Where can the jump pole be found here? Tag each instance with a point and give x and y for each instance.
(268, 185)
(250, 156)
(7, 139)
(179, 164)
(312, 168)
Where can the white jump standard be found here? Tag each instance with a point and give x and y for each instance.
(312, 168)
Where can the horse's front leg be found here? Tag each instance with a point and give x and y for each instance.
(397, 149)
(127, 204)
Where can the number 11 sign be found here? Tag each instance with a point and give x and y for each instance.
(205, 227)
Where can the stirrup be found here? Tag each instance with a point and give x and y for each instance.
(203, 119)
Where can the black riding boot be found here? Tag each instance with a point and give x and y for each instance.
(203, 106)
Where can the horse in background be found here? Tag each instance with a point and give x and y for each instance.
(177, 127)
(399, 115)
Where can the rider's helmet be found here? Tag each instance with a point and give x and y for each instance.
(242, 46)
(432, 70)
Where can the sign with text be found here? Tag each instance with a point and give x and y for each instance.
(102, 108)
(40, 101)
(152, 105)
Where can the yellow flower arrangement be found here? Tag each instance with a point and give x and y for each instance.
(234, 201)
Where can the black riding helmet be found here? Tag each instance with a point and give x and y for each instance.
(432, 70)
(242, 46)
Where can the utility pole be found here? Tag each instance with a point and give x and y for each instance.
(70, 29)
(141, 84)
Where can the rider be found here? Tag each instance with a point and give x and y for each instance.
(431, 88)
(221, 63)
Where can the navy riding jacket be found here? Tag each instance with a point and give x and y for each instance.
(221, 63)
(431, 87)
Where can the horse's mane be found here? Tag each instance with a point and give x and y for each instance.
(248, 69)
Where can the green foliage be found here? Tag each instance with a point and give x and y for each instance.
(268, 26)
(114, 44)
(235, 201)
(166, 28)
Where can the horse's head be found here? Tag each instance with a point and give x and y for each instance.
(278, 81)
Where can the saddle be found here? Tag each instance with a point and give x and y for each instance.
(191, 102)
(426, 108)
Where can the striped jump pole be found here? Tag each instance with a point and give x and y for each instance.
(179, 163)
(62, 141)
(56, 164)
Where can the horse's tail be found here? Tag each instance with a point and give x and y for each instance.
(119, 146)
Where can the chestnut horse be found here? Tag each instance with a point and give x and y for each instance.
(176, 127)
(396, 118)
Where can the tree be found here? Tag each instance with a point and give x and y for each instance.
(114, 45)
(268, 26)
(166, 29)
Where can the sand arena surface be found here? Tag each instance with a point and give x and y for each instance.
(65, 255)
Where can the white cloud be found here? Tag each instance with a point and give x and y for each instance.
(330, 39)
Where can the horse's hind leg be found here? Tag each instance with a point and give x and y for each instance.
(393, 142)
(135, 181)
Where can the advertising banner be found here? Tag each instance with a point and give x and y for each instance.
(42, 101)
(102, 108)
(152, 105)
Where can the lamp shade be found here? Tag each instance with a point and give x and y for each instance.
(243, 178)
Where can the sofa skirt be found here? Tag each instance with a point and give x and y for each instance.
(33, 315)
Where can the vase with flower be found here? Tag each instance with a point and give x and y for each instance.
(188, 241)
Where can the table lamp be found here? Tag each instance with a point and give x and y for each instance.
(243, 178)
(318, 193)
---
- _Written problem_:
Shift every coordinate in the answers by adding 59 to each number. Rewrite all the lines from the one containing "Where can the table" through the end of the data above, both ends included, and keep the requests in place.

- _Response to the task_:
Where can the table lamp be found here? Tag each instance with a point and give x and y for each instance.
(302, 237)
(377, 252)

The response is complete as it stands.